If you Google kindness, you’ll get about a million pages’ worth of quotes about being kind. Many, I noticed, appear in the book Wonder by R.J. Palacio, including this gem: “When given the choice between being right and being kind, choose kind.”
With so much writing about kindness going on, why are so few people practicing it? We are constantly belaboring meanness on social media, on cable news shows, on the roadways, and even in our professional lives. We pose it as an us vs. them problem; it’s “other people” who are being unkind. However, it all circles back eventually, doesn’t it? If only other people are unkind, at some point, we ourselves are the ones perpetrating the unkindness.
Editing this magazine helps me remember that there is much goodness in the world—it refills the well, in self-care speak. In this issue, it was working with Jane Carter and Ruhul Abid on their article about the Rohingya encampment in Bangladesh. The story is a litany of sadness—squalor, malnourishment, communicable disease, sexual assault—and in the middle of it are these Ivy League physicians not just providing acute care but setting up a sustainable health network. Incredibly, they thanked me for helping them share this story with world. They are humble, gracious, modest, and above all, kind.
The vast majority of faculty, students, and alumni I meet are just like that. But we all have those moments of frustration and pique, where our less-than-best selves come through. You don’t want that landing on a scared patient, a student, or even a loved one. We are all contributing to an unkind world, in big and small ways.
Google offers some sage, though unattributed, advice on how to fix that: “In a world where you can be anything, be kind.”

# [EXTRACTED ENTRIES]
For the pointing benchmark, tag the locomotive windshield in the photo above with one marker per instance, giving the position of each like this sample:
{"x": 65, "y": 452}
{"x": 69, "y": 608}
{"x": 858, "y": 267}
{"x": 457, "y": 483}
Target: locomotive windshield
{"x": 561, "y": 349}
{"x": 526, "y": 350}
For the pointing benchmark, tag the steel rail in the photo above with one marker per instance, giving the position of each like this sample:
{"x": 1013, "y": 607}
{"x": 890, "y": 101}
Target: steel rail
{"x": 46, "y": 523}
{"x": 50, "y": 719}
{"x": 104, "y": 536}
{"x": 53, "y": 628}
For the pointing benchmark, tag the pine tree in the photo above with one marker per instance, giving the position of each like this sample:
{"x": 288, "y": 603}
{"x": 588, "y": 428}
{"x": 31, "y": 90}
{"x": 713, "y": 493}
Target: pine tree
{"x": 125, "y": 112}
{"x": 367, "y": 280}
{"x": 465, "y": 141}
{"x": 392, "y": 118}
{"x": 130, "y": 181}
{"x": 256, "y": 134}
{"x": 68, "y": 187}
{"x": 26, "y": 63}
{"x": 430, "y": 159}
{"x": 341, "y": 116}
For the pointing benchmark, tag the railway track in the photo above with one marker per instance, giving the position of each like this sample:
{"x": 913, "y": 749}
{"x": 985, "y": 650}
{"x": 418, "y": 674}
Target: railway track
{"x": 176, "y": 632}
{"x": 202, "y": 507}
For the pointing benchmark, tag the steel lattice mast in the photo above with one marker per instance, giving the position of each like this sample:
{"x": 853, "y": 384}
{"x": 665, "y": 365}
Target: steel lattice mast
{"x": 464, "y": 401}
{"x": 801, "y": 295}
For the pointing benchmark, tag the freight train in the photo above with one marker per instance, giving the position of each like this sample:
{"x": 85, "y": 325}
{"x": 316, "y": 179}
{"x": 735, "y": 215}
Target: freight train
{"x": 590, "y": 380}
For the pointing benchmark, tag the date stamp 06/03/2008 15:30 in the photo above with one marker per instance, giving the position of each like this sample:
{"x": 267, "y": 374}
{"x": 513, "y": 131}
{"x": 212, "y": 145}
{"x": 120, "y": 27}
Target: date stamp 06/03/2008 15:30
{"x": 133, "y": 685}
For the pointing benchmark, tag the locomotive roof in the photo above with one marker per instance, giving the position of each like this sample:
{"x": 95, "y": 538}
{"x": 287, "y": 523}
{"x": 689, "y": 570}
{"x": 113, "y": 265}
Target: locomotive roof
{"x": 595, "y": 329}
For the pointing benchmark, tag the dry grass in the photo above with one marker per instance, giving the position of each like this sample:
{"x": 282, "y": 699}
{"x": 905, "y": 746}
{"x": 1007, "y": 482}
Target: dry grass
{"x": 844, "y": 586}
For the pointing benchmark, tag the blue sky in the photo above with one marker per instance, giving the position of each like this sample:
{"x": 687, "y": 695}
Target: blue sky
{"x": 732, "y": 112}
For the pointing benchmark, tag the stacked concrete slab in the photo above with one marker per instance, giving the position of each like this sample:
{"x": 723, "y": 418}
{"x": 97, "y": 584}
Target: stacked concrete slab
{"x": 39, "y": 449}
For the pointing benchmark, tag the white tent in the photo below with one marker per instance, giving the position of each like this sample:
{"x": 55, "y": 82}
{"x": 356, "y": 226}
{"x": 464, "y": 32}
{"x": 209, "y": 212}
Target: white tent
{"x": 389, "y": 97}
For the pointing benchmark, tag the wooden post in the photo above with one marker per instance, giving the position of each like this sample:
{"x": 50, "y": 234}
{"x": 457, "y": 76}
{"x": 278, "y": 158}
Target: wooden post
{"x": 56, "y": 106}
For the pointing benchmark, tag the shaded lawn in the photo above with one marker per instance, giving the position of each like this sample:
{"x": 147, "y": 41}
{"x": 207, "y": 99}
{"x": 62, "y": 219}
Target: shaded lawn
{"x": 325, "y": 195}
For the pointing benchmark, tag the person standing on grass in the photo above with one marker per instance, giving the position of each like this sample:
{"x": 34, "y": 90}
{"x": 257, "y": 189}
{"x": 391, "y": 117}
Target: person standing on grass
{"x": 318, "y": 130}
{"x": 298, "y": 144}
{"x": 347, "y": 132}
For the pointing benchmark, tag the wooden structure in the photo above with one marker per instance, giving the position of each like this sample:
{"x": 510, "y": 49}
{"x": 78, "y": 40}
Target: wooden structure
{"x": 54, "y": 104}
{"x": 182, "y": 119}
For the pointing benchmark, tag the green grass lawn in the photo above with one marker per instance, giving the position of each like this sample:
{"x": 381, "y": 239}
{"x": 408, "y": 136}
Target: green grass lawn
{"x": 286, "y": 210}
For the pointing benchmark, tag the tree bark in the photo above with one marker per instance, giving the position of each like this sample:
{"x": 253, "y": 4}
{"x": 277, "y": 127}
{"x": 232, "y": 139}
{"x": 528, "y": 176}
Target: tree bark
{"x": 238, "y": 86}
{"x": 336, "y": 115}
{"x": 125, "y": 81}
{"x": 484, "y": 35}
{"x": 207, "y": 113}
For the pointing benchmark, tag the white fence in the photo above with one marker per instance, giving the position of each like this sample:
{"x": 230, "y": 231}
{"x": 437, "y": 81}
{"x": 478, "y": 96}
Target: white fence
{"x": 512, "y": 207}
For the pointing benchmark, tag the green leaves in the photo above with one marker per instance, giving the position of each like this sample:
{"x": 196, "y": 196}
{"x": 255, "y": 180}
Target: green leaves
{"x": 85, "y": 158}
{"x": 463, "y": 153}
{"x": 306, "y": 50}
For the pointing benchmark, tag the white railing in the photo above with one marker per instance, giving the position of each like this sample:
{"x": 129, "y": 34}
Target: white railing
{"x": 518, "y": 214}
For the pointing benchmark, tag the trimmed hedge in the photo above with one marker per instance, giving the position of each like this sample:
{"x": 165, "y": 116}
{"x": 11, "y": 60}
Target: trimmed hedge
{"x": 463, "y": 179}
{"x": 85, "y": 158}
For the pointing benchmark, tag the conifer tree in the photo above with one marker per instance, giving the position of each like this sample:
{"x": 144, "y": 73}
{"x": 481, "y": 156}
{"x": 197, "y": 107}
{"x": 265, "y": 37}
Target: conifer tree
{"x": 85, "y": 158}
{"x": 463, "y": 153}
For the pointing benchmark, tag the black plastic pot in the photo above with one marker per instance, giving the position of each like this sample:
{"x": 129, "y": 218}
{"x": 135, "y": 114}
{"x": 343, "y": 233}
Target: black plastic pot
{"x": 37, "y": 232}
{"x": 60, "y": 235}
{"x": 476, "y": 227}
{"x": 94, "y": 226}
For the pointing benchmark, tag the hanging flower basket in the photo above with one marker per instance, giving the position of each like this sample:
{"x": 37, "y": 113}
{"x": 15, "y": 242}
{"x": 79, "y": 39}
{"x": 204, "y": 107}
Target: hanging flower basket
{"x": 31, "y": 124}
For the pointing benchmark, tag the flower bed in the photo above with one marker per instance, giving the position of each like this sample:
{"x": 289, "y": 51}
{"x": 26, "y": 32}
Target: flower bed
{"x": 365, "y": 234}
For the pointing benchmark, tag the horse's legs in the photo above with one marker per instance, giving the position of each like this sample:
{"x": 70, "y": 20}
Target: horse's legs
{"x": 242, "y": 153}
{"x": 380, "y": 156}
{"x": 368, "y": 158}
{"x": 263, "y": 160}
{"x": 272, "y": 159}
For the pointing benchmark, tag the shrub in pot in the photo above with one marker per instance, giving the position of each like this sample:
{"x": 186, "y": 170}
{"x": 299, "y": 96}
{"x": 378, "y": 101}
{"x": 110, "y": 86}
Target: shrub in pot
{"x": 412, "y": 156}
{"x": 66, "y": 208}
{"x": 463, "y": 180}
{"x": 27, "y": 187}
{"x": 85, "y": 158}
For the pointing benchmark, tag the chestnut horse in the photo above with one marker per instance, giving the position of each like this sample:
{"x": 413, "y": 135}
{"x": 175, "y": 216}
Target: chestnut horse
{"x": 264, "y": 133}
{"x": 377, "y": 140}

# [INSTRUCTIONS TO FOLLOW]
Answer these questions from the essay on kindness.
1. In which book, and by which author, does the quote "When given the choice between being right and being kind, choose kind" appear?
2. In which country is the Rohingya encampment that Jane Carter and Ruhul Abid wrote about?
3. What unattributed advice does the essay say Google offers?

# [SOLUTION TO THE PROBLEM]
1. Wonder by R.J. Palacio
2. Bangladesh
3. "In a world where you can be anything, be kind."